Stated goal =
Output exactly the lines between the line that contains "Check that every instance of the man's eyebrow" and the last line of the material, counting both.

Provided records =
____________________
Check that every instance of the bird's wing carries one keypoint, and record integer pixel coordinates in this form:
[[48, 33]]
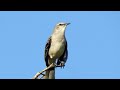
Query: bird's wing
[[64, 56], [47, 46]]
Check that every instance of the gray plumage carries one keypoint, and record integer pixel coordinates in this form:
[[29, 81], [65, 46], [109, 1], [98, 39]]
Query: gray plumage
[[56, 49]]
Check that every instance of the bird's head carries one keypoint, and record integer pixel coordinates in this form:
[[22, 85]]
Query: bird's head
[[61, 26]]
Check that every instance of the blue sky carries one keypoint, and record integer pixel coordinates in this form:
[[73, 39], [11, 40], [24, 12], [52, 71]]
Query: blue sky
[[93, 43]]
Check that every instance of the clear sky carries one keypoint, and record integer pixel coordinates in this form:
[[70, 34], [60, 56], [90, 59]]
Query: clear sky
[[93, 43]]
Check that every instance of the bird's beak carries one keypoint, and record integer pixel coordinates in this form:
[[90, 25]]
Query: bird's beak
[[67, 23]]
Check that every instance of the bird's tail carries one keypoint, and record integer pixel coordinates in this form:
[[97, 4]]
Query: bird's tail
[[46, 74]]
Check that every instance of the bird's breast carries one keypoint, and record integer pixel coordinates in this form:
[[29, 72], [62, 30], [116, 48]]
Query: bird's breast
[[57, 48]]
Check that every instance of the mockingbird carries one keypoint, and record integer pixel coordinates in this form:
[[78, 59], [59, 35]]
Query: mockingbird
[[56, 49]]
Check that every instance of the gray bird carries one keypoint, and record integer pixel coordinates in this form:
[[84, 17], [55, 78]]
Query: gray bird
[[56, 49]]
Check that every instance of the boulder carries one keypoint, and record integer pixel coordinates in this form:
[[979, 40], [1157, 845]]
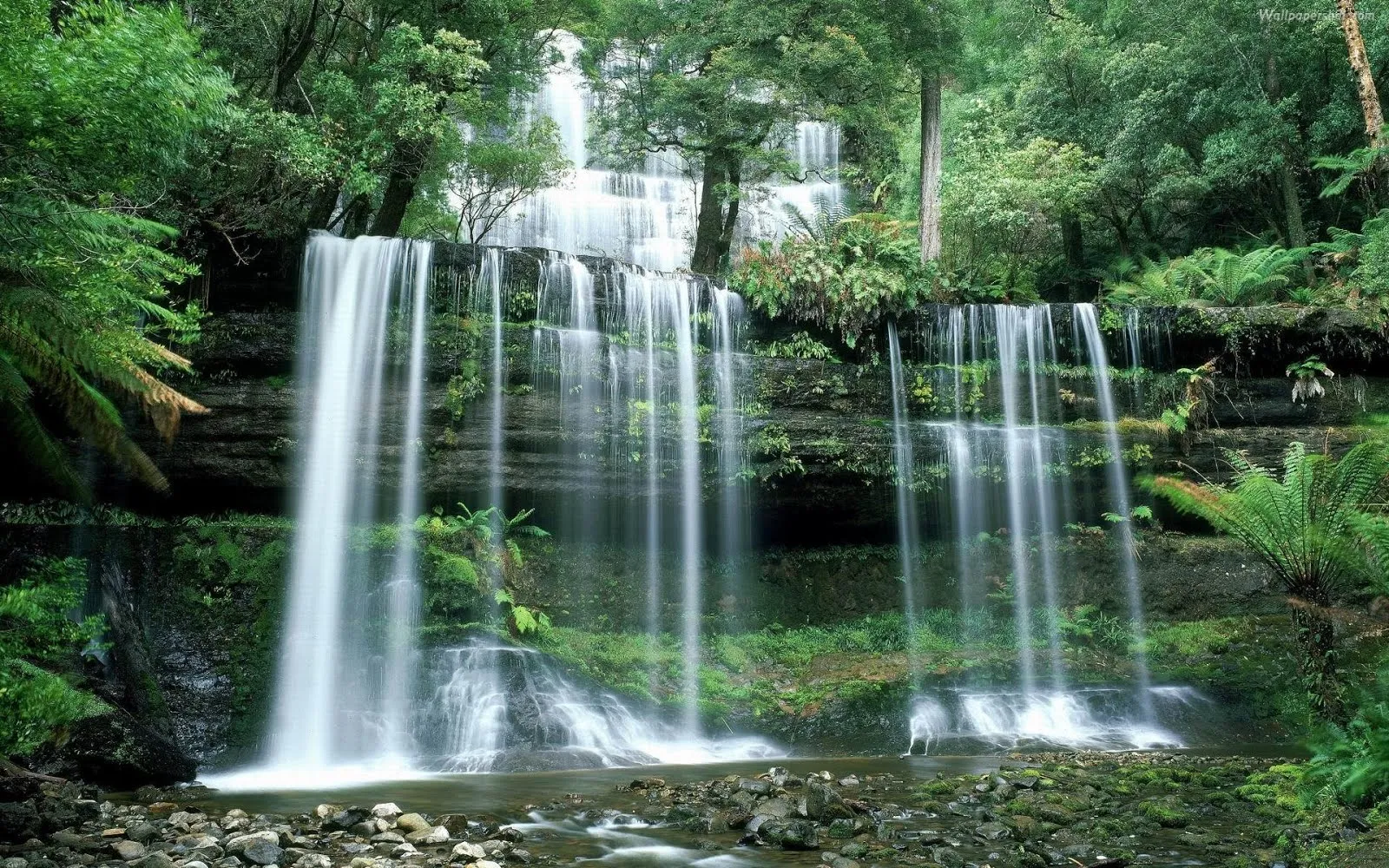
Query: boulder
[[128, 851], [413, 823], [824, 803], [793, 835], [993, 831], [434, 835], [458, 824], [117, 752], [346, 819], [469, 851]]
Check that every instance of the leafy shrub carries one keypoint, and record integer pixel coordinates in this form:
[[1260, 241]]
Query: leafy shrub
[[36, 636], [1353, 760], [845, 275]]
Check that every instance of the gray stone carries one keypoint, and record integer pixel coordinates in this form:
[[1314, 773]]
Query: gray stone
[[992, 831], [346, 819], [842, 828], [411, 823], [470, 851], [156, 860], [238, 845], [777, 807], [793, 835], [128, 851], [946, 858], [142, 832], [824, 805], [458, 824]]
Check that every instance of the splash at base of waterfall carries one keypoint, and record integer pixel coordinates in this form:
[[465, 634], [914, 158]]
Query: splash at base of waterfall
[[493, 707], [1096, 719]]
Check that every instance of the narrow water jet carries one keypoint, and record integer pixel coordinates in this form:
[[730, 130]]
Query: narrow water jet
[[1089, 328]]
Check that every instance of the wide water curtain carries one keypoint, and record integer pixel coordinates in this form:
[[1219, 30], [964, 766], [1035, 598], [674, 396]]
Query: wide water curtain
[[344, 692], [992, 392]]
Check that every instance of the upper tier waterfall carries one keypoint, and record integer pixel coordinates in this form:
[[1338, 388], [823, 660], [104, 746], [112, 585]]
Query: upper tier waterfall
[[646, 217]]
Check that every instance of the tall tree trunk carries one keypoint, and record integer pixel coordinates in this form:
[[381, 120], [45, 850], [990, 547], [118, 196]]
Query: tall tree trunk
[[735, 184], [1317, 642], [708, 227], [129, 653], [930, 167], [1073, 243], [406, 167], [1365, 78], [1287, 181]]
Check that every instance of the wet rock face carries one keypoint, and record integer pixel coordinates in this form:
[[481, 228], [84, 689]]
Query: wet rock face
[[117, 750]]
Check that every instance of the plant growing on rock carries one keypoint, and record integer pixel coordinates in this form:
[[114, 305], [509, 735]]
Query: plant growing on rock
[[476, 556], [38, 642], [1317, 531]]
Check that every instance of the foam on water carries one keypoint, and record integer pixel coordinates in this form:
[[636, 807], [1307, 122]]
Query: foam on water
[[1101, 719]]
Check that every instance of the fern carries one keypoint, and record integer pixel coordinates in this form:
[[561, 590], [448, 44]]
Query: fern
[[1316, 528]]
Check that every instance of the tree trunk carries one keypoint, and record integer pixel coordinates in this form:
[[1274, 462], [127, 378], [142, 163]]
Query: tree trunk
[[1287, 181], [406, 167], [1317, 641], [930, 167], [1365, 78], [735, 182], [129, 656], [1073, 242], [708, 227]]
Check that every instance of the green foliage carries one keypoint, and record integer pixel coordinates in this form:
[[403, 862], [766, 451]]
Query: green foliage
[[85, 312], [38, 643], [1353, 760], [497, 173], [865, 268], [1306, 378], [474, 557], [798, 346], [1004, 201], [1313, 528]]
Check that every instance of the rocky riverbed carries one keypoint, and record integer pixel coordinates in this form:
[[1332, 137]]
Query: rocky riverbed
[[1032, 812]]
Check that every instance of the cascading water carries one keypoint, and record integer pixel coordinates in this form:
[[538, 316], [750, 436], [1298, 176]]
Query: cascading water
[[1088, 326], [905, 463], [648, 217], [991, 378], [342, 687]]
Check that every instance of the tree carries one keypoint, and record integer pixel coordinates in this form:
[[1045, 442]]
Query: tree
[[1365, 76], [722, 83], [85, 312], [497, 173], [1317, 532], [38, 648], [349, 111]]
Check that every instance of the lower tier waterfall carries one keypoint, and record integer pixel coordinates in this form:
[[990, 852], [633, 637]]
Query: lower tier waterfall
[[655, 430]]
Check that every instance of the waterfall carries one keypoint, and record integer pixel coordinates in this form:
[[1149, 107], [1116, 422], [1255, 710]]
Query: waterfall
[[342, 687], [734, 517], [905, 463]]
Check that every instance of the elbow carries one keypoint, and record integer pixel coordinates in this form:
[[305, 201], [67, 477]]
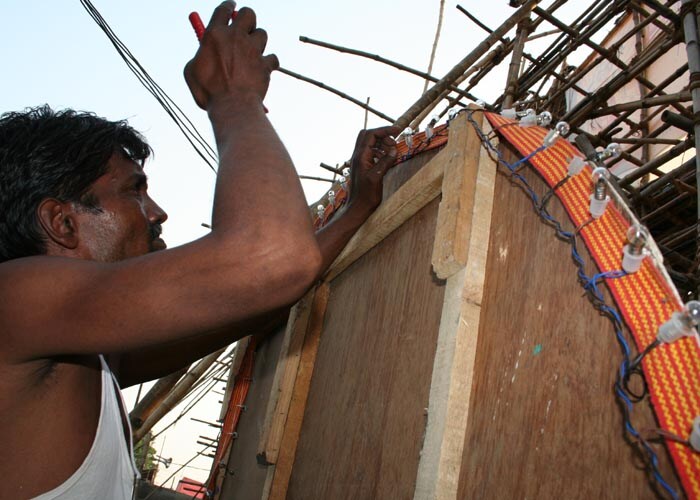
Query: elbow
[[298, 266]]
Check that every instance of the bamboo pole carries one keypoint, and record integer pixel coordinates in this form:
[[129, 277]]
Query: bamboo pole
[[336, 92], [383, 60], [689, 11], [435, 43], [177, 394], [429, 97], [654, 164], [154, 397], [515, 62], [646, 102]]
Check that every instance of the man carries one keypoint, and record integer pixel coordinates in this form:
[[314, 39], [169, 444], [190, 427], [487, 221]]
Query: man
[[84, 297]]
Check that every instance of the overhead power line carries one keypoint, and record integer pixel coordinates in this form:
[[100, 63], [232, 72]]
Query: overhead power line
[[200, 145]]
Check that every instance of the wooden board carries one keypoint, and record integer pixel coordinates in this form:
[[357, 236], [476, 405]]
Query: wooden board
[[365, 414], [544, 422], [244, 477]]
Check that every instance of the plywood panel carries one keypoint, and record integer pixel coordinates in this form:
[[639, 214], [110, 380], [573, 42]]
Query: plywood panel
[[365, 415], [543, 418]]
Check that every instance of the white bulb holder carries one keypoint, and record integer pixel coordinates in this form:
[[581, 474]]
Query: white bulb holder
[[597, 207], [576, 166], [408, 137], [631, 262], [429, 131], [528, 121], [694, 438], [544, 119], [509, 113], [674, 329]]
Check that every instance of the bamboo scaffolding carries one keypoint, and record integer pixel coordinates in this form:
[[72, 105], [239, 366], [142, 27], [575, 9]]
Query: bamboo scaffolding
[[524, 27], [565, 50], [336, 92], [647, 102], [382, 60], [660, 160], [434, 92], [176, 394]]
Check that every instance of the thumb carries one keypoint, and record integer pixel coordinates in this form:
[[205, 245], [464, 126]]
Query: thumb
[[385, 162]]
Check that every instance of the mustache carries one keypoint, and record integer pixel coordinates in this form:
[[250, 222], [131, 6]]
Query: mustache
[[155, 230]]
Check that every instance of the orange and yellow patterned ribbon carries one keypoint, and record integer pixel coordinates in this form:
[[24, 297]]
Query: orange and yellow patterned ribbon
[[644, 298]]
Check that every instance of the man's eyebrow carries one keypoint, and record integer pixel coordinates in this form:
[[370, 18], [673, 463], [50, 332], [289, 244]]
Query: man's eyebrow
[[138, 178]]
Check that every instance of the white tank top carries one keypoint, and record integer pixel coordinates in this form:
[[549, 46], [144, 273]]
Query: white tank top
[[108, 471]]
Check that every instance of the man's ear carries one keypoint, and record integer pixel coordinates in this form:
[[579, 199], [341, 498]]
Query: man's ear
[[59, 222]]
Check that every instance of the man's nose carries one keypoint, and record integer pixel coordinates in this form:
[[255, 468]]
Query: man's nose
[[156, 215]]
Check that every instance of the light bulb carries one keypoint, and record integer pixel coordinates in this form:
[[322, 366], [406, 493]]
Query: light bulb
____________________
Solution for this problem =
Check that every instance of the man's eyebrow carries one keypoint, and record integer pixel coordinates in this form:
[[370, 18], [673, 463], [50, 332], [289, 244]]
Query: man's eyebrow
[[138, 178]]
Check that every instance of the white tank top carries one keypoint, and record integer pixel coordinates in this form:
[[549, 46], [144, 273]]
Query: white tank top
[[108, 471]]
Check that every instance of the man's ear carries one keypoint, and record integer pixel coordinates in this form:
[[579, 199], [341, 498]]
Query: man's ear
[[59, 222]]
Check that every instance of the man's nose carries one keypoint, and record integer pixel coordinates in this form:
[[255, 468]]
Query: man's nose
[[156, 215]]
Check that every instance of the light bulb carries one keypoint, and record integer pixel coordinates in this form:
[[322, 366], [406, 493]]
Query: light bulb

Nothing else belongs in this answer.